>> start SELECTED TEXT
This Demo Day is ideal for growers seeking practical, on‑farm innovations and for technologists looking to test or showcase new products. Limited places are available, with discounted tickets for Agri‑TechE members and farmers – click here for more info and booking.
The views expressed in this Member News article are the author's own and do not necessarily represent those of Agri-TechE.
For decades, quality in fresh produce has been defined less by science than by interpretation. Buyers set the bar, growers try to meet it, and disputes emerge in the gap between the two. Increasingly, that gap is being targeted by AI systems designed to turn subjective judgment into something closer to measurable, shared standards.
According to Dr Sivam Krish, founder of GoMicro AI, at the centre of the shift is a simple idea: buyers already decide what “good” looks like, so training AI on images that reflect good and bad quality and specific defects allows it to assess produce consistently across the supply chain.
“The one problem is subjective assessment,” says Krish. “The seller, the farmer, thinks his stock is good, it goes to the other side, they say it’s bad for various reasons… and there’s no way to resolve that problem because on the other side, another human being is assessing it subjectively.”
That subjectivity carries a financial penalty. Rejections at the buyer end often leave growers absorbing the loss, with little ability to challenge the outcome. By the time produce is turned away, it may have limited alternative uses, leading to discounting, write-offs, or waste. In this way, subjectivity in quality control operates as a kind of “tax” on the supply chain, as inconsistent assessments create hidden costs at every step.
>> end SELECTED TEXT
Write out everything in the produce-quality article above from "That subjectivity carries" down to "at every step.", word for word.
>> start ENTRIES PROVIDED
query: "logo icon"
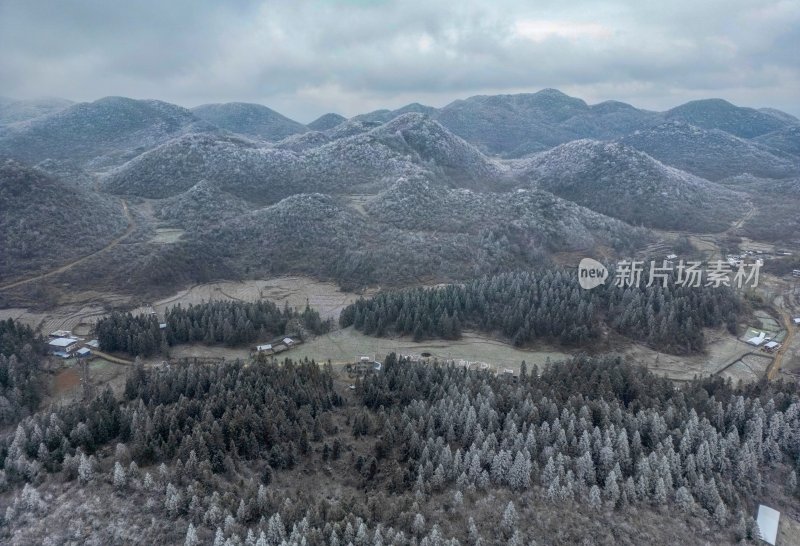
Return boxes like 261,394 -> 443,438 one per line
578,258 -> 608,290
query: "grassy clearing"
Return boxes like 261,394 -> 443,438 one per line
133,276 -> 371,320
286,327 -> 569,370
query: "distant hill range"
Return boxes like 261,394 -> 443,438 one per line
0,89 -> 800,290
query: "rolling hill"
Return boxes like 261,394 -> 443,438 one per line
306,113 -> 347,131
526,140 -> 744,231
753,124 -> 800,157
0,97 -> 217,169
0,98 -> 74,125
619,121 -> 800,180
103,114 -> 505,204
0,160 -> 127,280
192,102 -> 308,141
664,99 -> 789,138
435,89 -> 657,157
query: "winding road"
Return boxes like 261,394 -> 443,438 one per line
0,199 -> 136,291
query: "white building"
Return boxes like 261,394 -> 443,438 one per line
756,504 -> 781,546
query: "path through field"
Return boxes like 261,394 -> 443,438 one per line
0,200 -> 136,290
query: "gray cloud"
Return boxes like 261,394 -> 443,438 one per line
0,0 -> 800,121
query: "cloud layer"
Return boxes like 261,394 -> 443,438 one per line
0,0 -> 800,121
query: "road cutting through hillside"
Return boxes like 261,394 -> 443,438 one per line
767,309 -> 794,381
0,199 -> 136,291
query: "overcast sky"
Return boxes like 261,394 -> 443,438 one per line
0,0 -> 800,122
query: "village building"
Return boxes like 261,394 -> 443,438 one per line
47,337 -> 78,354
756,504 -> 781,546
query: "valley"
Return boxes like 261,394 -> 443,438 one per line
0,89 -> 800,546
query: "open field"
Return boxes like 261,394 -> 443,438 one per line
0,305 -> 106,335
285,327 -> 569,371
44,358 -> 130,406
134,276 -> 374,320
720,354 -> 772,383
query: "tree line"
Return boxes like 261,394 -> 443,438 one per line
339,269 -> 741,353
95,301 -> 331,356
0,354 -> 800,546
0,318 -> 45,425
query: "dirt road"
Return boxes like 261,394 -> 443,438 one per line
0,200 -> 136,291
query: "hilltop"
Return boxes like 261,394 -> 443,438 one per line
0,97 -> 216,168
526,140 -> 744,231
619,121 -> 800,180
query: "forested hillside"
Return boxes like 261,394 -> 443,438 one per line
526,140 -> 745,231
0,319 -> 45,427
0,355 -> 800,546
340,269 -> 741,353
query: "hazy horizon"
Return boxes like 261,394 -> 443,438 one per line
0,0 -> 800,122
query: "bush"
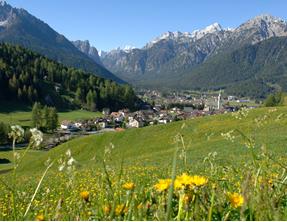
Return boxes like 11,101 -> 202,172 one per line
265,92 -> 284,107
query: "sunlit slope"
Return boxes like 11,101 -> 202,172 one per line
1,107 -> 287,173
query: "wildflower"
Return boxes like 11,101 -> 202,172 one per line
9,125 -> 24,142
103,205 -> 111,215
80,191 -> 90,201
174,173 -> 208,189
191,175 -> 208,187
67,157 -> 76,166
35,214 -> 45,221
115,204 -> 127,216
154,179 -> 171,192
221,130 -> 235,143
122,182 -> 135,190
66,149 -> 72,157
183,194 -> 191,204
228,193 -> 244,208
30,128 -> 43,147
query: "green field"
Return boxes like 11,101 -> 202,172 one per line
0,107 -> 287,220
>> end ENTRIES PROVIDED
### TASK OUTPUT
That subjectivity carries a financial penalty. Rejections at the buyer end often leave growers absorbing the loss, with little ability to challenge the outcome. By the time produce is turned away, it may have limited alternative uses, leading to discounting, write-offs, or waste. In this way, subjectivity in quality control operates as a kind of “tax” on the supply chain, as inconsistent assessments create hidden costs at every step.